» **RECORDS PROVIDED**:
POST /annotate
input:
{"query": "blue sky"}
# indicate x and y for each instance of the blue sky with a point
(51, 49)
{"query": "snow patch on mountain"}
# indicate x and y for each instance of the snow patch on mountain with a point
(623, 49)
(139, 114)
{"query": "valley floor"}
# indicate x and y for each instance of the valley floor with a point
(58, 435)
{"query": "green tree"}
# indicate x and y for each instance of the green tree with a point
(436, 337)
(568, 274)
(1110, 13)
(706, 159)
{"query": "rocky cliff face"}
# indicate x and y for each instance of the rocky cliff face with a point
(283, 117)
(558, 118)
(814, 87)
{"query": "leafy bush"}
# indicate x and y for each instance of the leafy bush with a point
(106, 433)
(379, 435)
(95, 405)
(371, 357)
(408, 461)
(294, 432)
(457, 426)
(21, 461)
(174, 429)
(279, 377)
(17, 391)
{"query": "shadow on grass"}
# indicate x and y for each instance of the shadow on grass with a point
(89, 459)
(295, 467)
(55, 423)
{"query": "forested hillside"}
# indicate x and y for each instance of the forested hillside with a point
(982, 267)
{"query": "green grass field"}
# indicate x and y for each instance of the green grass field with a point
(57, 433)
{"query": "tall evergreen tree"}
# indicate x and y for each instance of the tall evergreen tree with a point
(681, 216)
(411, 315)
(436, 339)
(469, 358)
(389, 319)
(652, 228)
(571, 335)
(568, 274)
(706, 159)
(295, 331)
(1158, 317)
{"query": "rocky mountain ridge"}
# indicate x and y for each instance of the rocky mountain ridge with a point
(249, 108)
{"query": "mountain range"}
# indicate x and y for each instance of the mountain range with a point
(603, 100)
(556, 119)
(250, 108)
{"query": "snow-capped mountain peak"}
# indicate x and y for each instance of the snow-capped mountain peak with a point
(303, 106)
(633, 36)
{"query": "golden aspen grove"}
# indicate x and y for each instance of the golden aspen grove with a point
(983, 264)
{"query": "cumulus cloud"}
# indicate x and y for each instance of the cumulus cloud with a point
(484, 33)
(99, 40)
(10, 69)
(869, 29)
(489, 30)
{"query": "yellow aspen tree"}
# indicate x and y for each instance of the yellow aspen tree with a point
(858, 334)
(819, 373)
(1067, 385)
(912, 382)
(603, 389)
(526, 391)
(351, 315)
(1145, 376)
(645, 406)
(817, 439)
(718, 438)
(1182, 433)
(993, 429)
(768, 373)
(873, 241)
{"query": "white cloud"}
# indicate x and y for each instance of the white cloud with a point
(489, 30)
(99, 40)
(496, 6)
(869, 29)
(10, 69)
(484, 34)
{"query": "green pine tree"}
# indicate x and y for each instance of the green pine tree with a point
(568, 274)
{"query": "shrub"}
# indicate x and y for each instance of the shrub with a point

» **WHAT IS REQUIRED**:
In full and without alteration, transcribe the listing above.

» **ANSWER SPACE**:
POST /annotate
input:
{"query": "blue sky"}
# indicate x and y for each instance of the blue sky with a point
(51, 49)
{"query": "snow patch on mountain"}
# indicate x and y for each instance of the snow patch on mountain with a point
(623, 49)
(139, 114)
{"query": "valley floor"}
# indicate x and y for each instance of the valley floor with a point
(58, 435)
{"query": "green tree"}
# indicate x and y for each instance of the green tree with a point
(436, 337)
(568, 274)
(1110, 13)
(706, 159)
{"query": "rocky cliff face"}
# indicate x and y for each instance of the rocky cliff face with a point
(283, 117)
(558, 118)
(814, 87)
{"query": "leafy bush"}
# indicate x and y for each instance of the leafy bush with a point
(106, 433)
(379, 435)
(95, 405)
(371, 357)
(408, 461)
(294, 432)
(457, 426)
(21, 461)
(174, 429)
(279, 377)
(17, 391)
{"query": "shadow on grass"}
# indicate x and y for each instance of the shadow on grass with a point
(89, 459)
(295, 467)
(55, 423)
{"query": "forested hillside"}
# indicate x and y for each instance of the forested hillside with a point
(982, 267)
{"query": "green grass field"}
# indicate x and y for each instance of the green grass field with a point
(57, 433)
{"query": "tall evergreen tree"}
# indicate x and y for each instance of the tall evergreen tree with a point
(681, 216)
(411, 315)
(436, 339)
(469, 358)
(389, 319)
(652, 228)
(571, 335)
(568, 274)
(706, 159)
(295, 331)
(1158, 317)
{"query": "rocky mountain ridge"}
# indicate x and y for each instance of the rocky mountain ridge with a point
(249, 108)
{"query": "mountain range"}
# indicate x and y for each instance of the mountain range with a point
(603, 100)
(556, 119)
(250, 108)
{"query": "snow-capped mountain peak"}
# indicate x and y for each instance of the snow-capped mountain peak with a point
(303, 106)
(633, 36)
{"query": "golden aspen grove"}
# indicate x and y for each instance of the golden aspen grove with a point
(983, 264)
{"query": "cumulus cloud"}
# indicate x and y for each instance of the cumulus cloud with a point
(484, 33)
(99, 40)
(10, 69)
(869, 29)
(489, 30)
{"query": "yellow aspen tree"}
# indicate x and y for each instance of the yellow aspen tree with a point
(858, 334)
(819, 373)
(1067, 385)
(912, 382)
(603, 389)
(526, 391)
(351, 315)
(1145, 376)
(645, 406)
(817, 439)
(718, 438)
(1182, 433)
(993, 429)
(768, 373)
(873, 241)
{"query": "white cloud"}
# indicate x and y for each instance of the white cloud with a point
(489, 30)
(99, 40)
(496, 6)
(869, 29)
(10, 69)
(484, 34)
{"query": "green pine tree"}
# indicate x and y for each instance of the green pine tree with a point
(568, 274)
{"query": "shrub"}
# indicate x and y for each instance of the shrub with a point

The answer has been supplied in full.